→ **WORK TO DO**:
Each line should be copied exactly.

→ **INPUT ROWS**:
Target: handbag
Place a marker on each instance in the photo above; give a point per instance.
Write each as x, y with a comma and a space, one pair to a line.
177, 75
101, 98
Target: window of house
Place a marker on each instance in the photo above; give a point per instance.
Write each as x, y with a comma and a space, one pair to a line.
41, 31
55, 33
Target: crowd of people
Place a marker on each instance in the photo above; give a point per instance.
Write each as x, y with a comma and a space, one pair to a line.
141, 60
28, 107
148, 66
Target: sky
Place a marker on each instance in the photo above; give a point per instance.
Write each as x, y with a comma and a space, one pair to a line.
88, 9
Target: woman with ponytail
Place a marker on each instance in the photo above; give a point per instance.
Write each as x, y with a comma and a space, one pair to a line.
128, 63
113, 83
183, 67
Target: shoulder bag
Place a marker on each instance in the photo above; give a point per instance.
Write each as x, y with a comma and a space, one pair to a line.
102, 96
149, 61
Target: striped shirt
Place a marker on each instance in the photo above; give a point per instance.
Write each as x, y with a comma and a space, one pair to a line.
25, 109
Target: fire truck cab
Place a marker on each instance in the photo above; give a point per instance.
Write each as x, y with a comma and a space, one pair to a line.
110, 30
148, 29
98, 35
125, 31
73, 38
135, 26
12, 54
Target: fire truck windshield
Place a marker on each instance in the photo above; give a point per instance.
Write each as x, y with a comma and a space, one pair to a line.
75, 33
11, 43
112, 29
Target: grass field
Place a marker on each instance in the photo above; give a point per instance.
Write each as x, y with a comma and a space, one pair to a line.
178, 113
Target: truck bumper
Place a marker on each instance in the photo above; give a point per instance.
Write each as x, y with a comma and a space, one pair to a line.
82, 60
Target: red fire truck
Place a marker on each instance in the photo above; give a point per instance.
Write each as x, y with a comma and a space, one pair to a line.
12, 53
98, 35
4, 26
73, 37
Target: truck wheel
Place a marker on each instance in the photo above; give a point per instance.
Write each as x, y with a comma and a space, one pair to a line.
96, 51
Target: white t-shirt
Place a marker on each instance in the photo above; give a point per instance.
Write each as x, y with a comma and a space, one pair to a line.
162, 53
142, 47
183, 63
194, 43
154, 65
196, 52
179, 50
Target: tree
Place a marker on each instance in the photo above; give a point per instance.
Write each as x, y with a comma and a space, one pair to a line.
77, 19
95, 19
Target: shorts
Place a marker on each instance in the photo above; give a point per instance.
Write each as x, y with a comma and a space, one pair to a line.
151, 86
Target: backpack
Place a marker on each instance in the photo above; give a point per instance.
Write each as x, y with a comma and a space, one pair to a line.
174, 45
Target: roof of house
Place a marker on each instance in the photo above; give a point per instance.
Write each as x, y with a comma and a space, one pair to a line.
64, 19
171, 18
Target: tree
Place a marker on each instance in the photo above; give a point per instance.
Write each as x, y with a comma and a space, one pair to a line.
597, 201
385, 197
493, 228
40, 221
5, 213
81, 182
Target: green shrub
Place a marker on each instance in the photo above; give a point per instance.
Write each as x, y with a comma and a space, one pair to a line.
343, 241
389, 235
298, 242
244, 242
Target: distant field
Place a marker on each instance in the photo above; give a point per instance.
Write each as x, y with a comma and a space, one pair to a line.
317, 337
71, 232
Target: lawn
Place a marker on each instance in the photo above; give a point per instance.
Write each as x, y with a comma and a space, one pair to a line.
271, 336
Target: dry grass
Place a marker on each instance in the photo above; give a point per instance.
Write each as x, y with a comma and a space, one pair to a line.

→ **TASK ANSWER**:
Target: handbag
Place a marker on each instance in the photo above; give a point per instance.
Write each as x, y with a comma and a space, one pair to a line.
177, 75
101, 98
Target: window of house
Place a marker on each instance in the photo above; give a point per instance.
Write each as x, y with a comma and a space, one pair to a line.
41, 31
55, 33
Target: crowd of people
Place a marker on each instance in the photo above; give a point per instance.
Write each as x, y with a comma and a space, one pair to a line.
141, 60
28, 107
148, 66
Target: sky
Place a marker on each instance in the photo above; give a point per instance.
Write each as x, y with a comma and a space, one pair to a line.
88, 9
Target: woman with ponytail
Place a marker on each instance in the photo above; give a point per instance.
Write each as x, y with a comma and a space, one pair to a line.
128, 63
113, 83
183, 67
Target: shoulder bag
Place a marker on each instance in the photo above; give a point per instance.
Write each as x, y with a comma and a space, one pair to a line.
102, 96
149, 61
Target: striped shirt
Place a marker on each instance in the photo above; give a point per instance.
Write each as x, y with a comma and a space, one pair to a line.
25, 109
Target: fire truck cab
Place a marker on each instance in the photo above; give a point per instance.
Write each as x, y with a comma and a space, one pair to a line.
110, 30
148, 29
98, 35
125, 31
73, 38
135, 26
12, 54
Target: fire truck windshield
Place a marker on each instance in the photo above; give a point per instance.
Write each as x, y with a comma and a space, one pair to a line.
75, 33
11, 43
112, 29
Target: grass field
Place a marker on each instance in the photo above; give a point per instance.
Write each as x, y with a comma and a space, one pair to a line.
178, 113
Target: truck bumper
Place a marker on each instance in the photo above; give a point per instance.
Write each as x, y with a comma and a space, one pair to a line.
82, 60
Target: red fire truck
Place a marker on each instance in the photo above; give a point per instance.
Write each as x, y with a comma and a space, one pair to a line.
12, 53
98, 35
4, 26
73, 37
Target: truck wheel
Place a marker on each instance in the photo above; give a point per instance.
Write each as x, y with a comma and a space, one pair to a line.
96, 51
Target: white t-shirt
Place a marker on each instance in the photo above; give a point per instance.
Write each as x, y with a comma and a space, one pair to a line.
162, 53
142, 47
183, 63
194, 43
154, 65
196, 52
179, 50
Target: tree
Place a marker on each instance in the photo above; give a point per instance.
Write each as x, y with a comma and a space, one pair to a line.
77, 19
95, 19
Target: shorts
Place a marker on each instance in the photo above; give a point per instance.
Write each as x, y with a comma and a space, one pair to a line.
151, 86
Target: backpack
Place a marker on each instance in the photo above; give a point per instance.
Write each as x, y with a comma and a space, one pair to a line.
174, 45
Target: roof of house
Place a marker on each instance in the photo above; give a point per instance.
Write each as x, y with a comma and a space, one pair to a line.
64, 19
171, 18
Target: tree
Place a marker on each instance in the photo above; give a point per instance.
Write each as x, y with a comma and a space, one pair to a line.
597, 201
385, 197
493, 228
40, 221
5, 213
81, 182
Target: green shrub
Place a marker on each instance in the photo above; give a point per instance.
Write each as x, y with a comma and a space, one pair to a line.
343, 241
389, 235
298, 242
244, 242
Target: distant field
Place a marker on each instance in the photo above; give a point per instance.
Write each as x, y with a comma and a space, one pair to a line.
317, 337
71, 232
Target: lawn
Place a marker on each instance in the photo above; give a point per instance.
Write each as x, y with a comma and a space, one pair to a line.
271, 336
Target: dry grass
Place a marker on each instance in the photo above; give a point per instance.
Write each as x, y with a comma and a space, one pair to a line.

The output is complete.